● **Do this**: Count the lines in the material below that contain the string "table". Reply with the number only.

========================================

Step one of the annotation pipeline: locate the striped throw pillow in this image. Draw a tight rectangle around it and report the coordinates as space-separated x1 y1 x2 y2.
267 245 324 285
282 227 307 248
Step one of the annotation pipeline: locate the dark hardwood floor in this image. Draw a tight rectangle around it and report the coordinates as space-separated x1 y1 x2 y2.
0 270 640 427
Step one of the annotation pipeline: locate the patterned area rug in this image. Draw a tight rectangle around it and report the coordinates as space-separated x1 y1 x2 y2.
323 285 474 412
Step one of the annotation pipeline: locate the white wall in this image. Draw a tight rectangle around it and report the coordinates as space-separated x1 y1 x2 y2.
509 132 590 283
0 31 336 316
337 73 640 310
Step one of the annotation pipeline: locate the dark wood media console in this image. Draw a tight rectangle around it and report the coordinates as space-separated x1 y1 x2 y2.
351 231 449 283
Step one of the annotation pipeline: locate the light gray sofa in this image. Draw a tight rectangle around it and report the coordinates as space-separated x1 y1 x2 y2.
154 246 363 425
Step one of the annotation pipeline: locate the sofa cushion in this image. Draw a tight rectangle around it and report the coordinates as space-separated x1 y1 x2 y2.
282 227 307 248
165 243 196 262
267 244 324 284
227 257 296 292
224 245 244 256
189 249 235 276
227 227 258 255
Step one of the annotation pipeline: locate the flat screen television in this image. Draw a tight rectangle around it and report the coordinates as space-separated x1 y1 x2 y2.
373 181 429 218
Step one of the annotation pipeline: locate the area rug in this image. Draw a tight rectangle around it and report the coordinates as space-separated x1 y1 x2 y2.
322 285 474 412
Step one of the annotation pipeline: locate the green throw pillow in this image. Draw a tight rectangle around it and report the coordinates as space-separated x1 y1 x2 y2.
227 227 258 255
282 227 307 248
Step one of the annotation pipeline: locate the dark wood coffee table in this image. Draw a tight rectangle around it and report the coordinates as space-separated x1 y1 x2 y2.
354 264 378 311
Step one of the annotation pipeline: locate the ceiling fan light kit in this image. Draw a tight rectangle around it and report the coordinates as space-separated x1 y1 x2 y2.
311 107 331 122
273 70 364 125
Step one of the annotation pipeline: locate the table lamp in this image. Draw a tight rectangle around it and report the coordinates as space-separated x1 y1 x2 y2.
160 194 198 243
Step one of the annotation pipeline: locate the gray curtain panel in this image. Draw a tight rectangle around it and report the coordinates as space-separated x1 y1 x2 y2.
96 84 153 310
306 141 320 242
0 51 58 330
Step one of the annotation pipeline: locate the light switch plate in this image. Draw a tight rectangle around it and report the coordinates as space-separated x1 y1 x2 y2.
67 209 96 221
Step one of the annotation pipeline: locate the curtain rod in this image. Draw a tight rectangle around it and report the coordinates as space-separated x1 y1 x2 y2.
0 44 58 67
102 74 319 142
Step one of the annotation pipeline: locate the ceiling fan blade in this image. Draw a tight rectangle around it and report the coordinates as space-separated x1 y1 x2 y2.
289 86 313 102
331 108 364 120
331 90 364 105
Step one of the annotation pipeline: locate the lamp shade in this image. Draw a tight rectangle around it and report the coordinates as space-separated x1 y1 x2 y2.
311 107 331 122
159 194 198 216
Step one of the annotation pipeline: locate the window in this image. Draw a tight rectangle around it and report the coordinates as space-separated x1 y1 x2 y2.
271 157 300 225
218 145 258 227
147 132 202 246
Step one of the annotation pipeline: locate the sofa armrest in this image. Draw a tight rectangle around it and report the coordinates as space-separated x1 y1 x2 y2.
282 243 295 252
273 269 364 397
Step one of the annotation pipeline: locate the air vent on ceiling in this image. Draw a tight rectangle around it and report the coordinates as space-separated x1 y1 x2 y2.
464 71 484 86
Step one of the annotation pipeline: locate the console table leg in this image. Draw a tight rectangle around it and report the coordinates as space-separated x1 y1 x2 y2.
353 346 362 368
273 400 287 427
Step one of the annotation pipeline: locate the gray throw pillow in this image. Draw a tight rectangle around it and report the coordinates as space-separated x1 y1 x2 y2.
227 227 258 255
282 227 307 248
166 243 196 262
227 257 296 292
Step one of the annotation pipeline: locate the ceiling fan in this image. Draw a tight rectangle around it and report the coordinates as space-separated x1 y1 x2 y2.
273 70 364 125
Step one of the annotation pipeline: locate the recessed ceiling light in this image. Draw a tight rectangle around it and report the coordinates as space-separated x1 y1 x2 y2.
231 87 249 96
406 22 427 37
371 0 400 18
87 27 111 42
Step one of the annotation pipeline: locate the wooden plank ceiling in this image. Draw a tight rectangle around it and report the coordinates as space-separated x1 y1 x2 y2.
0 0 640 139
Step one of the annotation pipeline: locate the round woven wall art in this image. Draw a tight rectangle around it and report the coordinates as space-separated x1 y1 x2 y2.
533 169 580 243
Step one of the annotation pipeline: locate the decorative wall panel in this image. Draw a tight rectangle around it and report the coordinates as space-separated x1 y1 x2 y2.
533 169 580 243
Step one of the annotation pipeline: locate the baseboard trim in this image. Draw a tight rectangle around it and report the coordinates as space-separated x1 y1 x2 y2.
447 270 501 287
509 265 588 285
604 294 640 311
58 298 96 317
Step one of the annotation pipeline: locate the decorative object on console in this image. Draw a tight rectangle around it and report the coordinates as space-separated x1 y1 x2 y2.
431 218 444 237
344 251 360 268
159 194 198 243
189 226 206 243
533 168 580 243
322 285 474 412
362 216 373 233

========================================

● **Result of the exercise**: 3